◆ DIRECTIONS: Substitute "where do you think" for each occurrence of "where would you say" in the material below, leaving everything else unchanged.

>> start

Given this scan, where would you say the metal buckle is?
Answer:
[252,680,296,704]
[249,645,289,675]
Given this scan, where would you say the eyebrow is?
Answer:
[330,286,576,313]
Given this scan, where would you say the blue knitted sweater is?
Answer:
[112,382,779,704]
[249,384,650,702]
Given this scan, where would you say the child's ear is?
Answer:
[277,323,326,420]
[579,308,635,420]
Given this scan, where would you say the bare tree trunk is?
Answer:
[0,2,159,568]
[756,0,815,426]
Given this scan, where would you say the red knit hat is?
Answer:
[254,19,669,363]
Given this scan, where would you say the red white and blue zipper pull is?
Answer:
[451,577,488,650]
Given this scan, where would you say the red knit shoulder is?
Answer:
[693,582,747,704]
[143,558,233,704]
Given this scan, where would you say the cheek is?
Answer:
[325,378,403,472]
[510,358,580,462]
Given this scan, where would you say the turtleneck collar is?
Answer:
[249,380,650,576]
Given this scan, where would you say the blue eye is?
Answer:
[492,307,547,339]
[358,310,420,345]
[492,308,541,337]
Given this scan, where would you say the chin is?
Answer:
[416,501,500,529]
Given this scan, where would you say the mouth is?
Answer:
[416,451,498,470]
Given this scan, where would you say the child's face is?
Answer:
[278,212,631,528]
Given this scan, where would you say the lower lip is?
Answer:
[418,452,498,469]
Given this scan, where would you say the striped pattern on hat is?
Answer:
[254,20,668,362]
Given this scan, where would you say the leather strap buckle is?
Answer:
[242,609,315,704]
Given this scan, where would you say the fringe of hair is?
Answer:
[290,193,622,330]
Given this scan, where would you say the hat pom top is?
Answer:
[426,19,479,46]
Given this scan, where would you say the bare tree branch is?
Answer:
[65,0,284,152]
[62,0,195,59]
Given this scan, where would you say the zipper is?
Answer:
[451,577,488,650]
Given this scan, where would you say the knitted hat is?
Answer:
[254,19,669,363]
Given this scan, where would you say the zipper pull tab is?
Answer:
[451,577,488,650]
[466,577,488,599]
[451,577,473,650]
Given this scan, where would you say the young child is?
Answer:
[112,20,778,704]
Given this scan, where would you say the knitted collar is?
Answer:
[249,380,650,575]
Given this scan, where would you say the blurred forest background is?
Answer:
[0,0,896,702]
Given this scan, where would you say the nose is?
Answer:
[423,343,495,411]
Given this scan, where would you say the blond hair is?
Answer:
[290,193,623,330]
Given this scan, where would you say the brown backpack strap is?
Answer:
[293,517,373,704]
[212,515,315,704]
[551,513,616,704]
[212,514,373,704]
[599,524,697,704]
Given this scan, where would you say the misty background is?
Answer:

>> end

◆ RESPONSE TO THIS TASK:
Given this scan, where do you think the metal buckle is?
Answer:
[252,680,296,704]
[249,645,289,675]
Given this scan, where do you think the eyebrow is?
Answer:
[330,286,576,313]
Given this scan, where do you think the blue knitted sweater is?
Answer:
[112,382,779,704]
[249,384,650,702]
Given this scan, where do you think the child's ear is?
Answer:
[277,323,326,420]
[579,308,635,420]
Given this scan, where do you think the bare tree trunk is?
Answer:
[0,2,159,568]
[756,0,815,426]
Given this scan, where do you think the red knit hat is?
Answer:
[254,19,669,363]
Given this scan, where do you think the red white and blue zipper pull is?
Answer:
[451,577,488,650]
Given this scan, where do you think the red knit shoulder is?
Answer:
[693,582,747,704]
[143,558,233,704]
Given this scan, where do you think the cheek is?
Answer:
[325,378,403,472]
[510,358,580,462]
Given this scan, where do you think the turtleneck collar is?
Answer:
[249,380,650,576]
Given this scan, where do you think the blue eye is?
Answer:
[492,307,547,339]
[358,310,420,345]
[492,308,541,337]
Given this scan, where do you think the chin is?
Answer:
[416,501,500,529]
Given this scan, where do you think the mouth is?
Answer:
[416,451,498,470]
Given this scan, where do you think the child's face is?
Answer:
[278,212,631,528]
Given this scan, where do you think the lower lip is?
Answer:
[418,452,498,469]
Given this scan, where do you think the striped pattern on hat is?
Answer:
[254,20,668,362]
Given this scan, where do you think the leather strap buckle is?
Answer:
[242,609,315,704]
Given this scan, where do you think the fringe of hair is?
Answer:
[290,193,622,330]
Given this scan, where do you think the hat pom top is?
Answer:
[426,19,479,46]
Given this scan, where do you think the bare tree branch is?
Answer:
[65,0,284,152]
[62,0,195,59]
Given this scan, where do you think the zipper is?
Answer:
[451,577,488,650]
Given this scan, where do you think the knitted hat is?
Answer:
[254,19,669,363]
Given this scan, where do you think the zipper pull tab is?
Answer:
[451,577,488,650]
[466,577,488,599]
[451,577,473,650]
Given this scan, where do you think the young child is?
Answer:
[112,20,778,704]
Given this scan, where do you think the knitted collar is?
Answer:
[249,380,650,575]
Given this scan, where do you think the blurred forest background is?
Answer:
[0,0,896,702]
Given this scan, where do you think the nose is?
Answer:
[423,343,495,411]
Given this scan, where do you think the blond hair is?
Answer:
[290,193,623,330]
Given this scan, where do you think the brown backpack strap is?
Answer:
[293,517,373,704]
[212,515,315,704]
[551,513,616,704]
[212,514,373,704]
[599,524,697,704]
Given this scan, where do you think the misty background is?
Answer:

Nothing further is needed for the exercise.